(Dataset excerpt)
▽

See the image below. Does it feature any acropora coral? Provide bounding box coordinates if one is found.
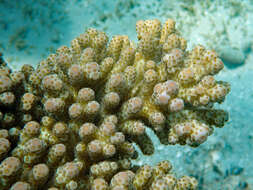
[0,19,229,190]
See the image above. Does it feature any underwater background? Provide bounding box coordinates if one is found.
[0,0,253,190]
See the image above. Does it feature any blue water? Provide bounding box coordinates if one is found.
[0,0,253,190]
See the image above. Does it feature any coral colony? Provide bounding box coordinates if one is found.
[0,19,230,190]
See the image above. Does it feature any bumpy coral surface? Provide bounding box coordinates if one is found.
[0,19,229,190]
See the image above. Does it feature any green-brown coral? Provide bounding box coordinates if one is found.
[0,19,229,190]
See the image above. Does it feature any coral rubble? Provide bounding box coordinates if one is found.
[0,19,229,190]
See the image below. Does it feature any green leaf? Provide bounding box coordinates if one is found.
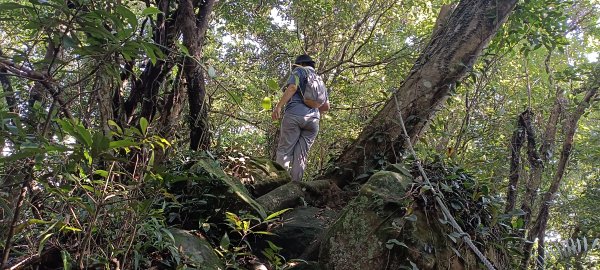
[192,159,267,218]
[219,233,231,250]
[60,250,71,270]
[267,79,279,91]
[108,120,123,134]
[0,3,32,11]
[404,214,417,222]
[108,140,140,149]
[140,117,148,136]
[94,170,108,178]
[116,5,137,28]
[74,124,92,147]
[38,233,53,255]
[264,208,292,221]
[208,66,217,78]
[260,97,273,111]
[177,42,190,56]
[142,7,162,16]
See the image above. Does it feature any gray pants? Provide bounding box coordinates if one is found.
[276,114,319,181]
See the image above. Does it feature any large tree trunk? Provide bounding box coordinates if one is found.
[122,0,178,123]
[179,0,215,150]
[326,0,517,185]
[521,66,600,267]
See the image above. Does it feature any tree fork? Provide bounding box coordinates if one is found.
[178,0,215,150]
[324,0,517,186]
[521,65,600,268]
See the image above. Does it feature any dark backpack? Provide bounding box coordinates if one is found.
[298,67,327,109]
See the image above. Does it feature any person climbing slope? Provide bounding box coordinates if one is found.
[271,54,329,181]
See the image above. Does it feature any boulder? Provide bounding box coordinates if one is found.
[256,180,339,212]
[268,207,337,260]
[319,169,509,270]
[246,157,291,197]
[169,228,225,270]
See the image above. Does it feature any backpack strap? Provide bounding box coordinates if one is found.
[294,66,310,99]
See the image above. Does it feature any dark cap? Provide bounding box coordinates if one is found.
[294,54,315,66]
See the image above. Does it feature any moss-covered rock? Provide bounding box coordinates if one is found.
[246,158,291,197]
[319,165,507,270]
[169,228,225,270]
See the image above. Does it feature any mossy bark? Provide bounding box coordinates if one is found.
[319,171,507,270]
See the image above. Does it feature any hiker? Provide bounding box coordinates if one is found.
[271,54,329,181]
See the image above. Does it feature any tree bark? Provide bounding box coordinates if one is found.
[521,66,600,268]
[504,110,529,213]
[0,50,19,114]
[521,52,563,232]
[179,0,215,150]
[325,0,517,185]
[122,0,178,122]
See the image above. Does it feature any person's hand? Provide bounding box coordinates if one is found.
[271,106,281,121]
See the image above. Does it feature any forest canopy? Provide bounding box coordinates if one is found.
[0,0,600,269]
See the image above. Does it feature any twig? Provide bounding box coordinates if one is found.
[394,95,496,270]
[0,160,33,269]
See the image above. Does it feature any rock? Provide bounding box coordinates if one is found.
[319,171,412,270]
[319,167,507,270]
[256,180,339,212]
[246,158,291,198]
[268,207,337,260]
[169,228,225,270]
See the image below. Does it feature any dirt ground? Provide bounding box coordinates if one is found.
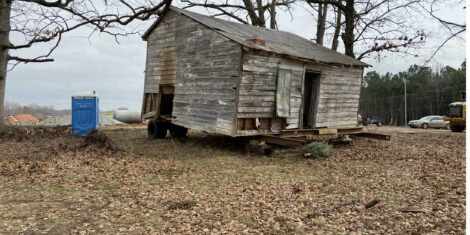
[0,125,466,234]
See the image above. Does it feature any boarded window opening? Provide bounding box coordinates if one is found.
[302,71,320,129]
[276,68,291,118]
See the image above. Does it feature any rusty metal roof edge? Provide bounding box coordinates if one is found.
[142,6,371,67]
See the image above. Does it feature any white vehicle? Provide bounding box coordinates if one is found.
[408,116,450,130]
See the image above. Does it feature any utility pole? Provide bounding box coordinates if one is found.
[403,79,408,126]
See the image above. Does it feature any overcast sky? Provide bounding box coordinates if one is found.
[6,0,465,110]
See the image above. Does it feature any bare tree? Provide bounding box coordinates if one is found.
[181,0,295,29]
[306,0,426,59]
[0,0,172,117]
[421,0,467,65]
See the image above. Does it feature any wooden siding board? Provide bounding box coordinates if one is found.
[237,51,303,128]
[173,12,241,135]
[316,66,363,127]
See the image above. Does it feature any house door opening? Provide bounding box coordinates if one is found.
[302,71,320,129]
[158,85,175,117]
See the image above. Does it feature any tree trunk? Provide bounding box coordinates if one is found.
[317,3,328,45]
[0,0,11,117]
[243,0,261,26]
[341,0,356,58]
[331,8,342,51]
[256,0,266,28]
[269,0,276,29]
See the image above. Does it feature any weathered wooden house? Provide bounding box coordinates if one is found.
[142,7,368,140]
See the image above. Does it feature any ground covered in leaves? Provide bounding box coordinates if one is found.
[0,127,465,234]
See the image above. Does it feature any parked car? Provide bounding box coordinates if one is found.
[357,114,362,126]
[362,116,382,127]
[408,116,450,129]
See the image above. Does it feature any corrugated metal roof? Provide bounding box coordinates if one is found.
[143,7,370,66]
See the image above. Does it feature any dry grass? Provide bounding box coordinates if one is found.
[0,125,465,234]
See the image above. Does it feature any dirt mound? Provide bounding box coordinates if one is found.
[0,124,71,141]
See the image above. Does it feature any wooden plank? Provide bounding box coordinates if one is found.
[260,135,307,148]
[338,127,364,135]
[142,111,157,119]
[353,132,391,140]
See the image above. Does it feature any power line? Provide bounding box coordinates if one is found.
[361,84,465,101]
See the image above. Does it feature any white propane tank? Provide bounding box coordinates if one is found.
[114,110,142,123]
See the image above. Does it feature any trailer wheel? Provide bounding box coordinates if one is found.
[450,125,465,132]
[169,125,188,138]
[147,120,168,139]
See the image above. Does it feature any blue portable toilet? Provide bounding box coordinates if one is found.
[72,92,100,136]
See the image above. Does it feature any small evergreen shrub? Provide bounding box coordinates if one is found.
[302,142,333,158]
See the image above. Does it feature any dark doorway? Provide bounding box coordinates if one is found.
[302,71,320,129]
[159,85,175,116]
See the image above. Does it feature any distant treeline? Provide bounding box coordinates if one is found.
[5,101,70,119]
[360,61,466,125]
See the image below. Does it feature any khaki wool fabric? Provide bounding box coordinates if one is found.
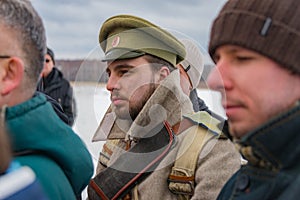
[99,15,186,67]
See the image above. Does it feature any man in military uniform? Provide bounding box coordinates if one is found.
[88,15,240,199]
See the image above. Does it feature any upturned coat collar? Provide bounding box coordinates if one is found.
[92,70,193,142]
[238,101,300,171]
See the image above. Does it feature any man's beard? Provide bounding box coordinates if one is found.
[129,83,156,120]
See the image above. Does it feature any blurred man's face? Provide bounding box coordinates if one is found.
[42,54,54,77]
[106,56,159,120]
[208,45,300,138]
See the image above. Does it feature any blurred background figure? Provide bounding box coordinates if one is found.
[37,48,77,126]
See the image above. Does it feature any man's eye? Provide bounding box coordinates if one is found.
[236,56,252,61]
[119,70,129,76]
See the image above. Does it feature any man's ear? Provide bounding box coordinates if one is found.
[159,66,171,82]
[0,57,24,95]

△

Objective:
Rewrite the records from the line with "See the image above. Does it feature any blue portable" to the line with "[302,142,333,158]", requests included. Multiply every bounding box coordinate by 0.6 and round to whole numbers (halves go up), returning those lines only.

Written response:
See the image above. Does it feature any blue portable toilet? Provide bounding box coordinates if one is found.
[43,55,60,82]
See the image above. Does it feature any small evergreen shrub? Provide bounding box coordinates if one is found.
[181,85,200,95]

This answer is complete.